## Problems
a) Please return, unchanged, the part of the post about Tulo below that opens with the words containing "It would seem" and closes with "Rockies losing record.".
b) In the post about Tulo below, what injury does the writer say he returned from too soon?

Blame it on the Tulo?

So you think you got it all figured out, eh? You’ve analyzed the season and the one and only reason for the lack of any sort of run at the playoffs lies squarely at the feet of #2?

It would seem that for the past few seasons the talk, invariably, turns to Tulo and his “disappointing”, “frustrating” and downright “pathetic” play at times, and how it is the magic bullet in the Rockies losing record.

Some would point out that it is his attitude that is problem, others his uninspired defense and the rest of the detractors would say it is his horrible plate discipline.  Whatever it is, bashing Tulo seems to be up there with slamming Dan O, Dick M and (enter current manager name here) in predictable practices of looking for a reason for the losing season.

So, what are some of the arguments and do you agree?  Does Tulo deserve the lions share of blame, or is he just an easy target with his extreme decibel F-word screams after a strikeout and high and mighty walk right past autograph seeking fans?

It is obvious his play at short lately has been hampered by returning too soon from broken ribs.  Why he rushed back to the lineup so quickly is a mystery, given that the team wasn’t tearing up the NL West at the time and a hurt Tulo is worse than a slumping Tulo, given that he usually aggravates said injury after a return (possibly on the diving 2nd base bag-tag tonight?).

## Available data
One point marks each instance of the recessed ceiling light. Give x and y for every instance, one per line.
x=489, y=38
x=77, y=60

## Expected results
a)
It would seem that for the past few seasons the talk, invariably, turns to Tulo and his “disappointing”, “frustrating” and downright “pathetic” play at times, and how it is the magic bullet in the Rockies losing record.

b) Broken ribs.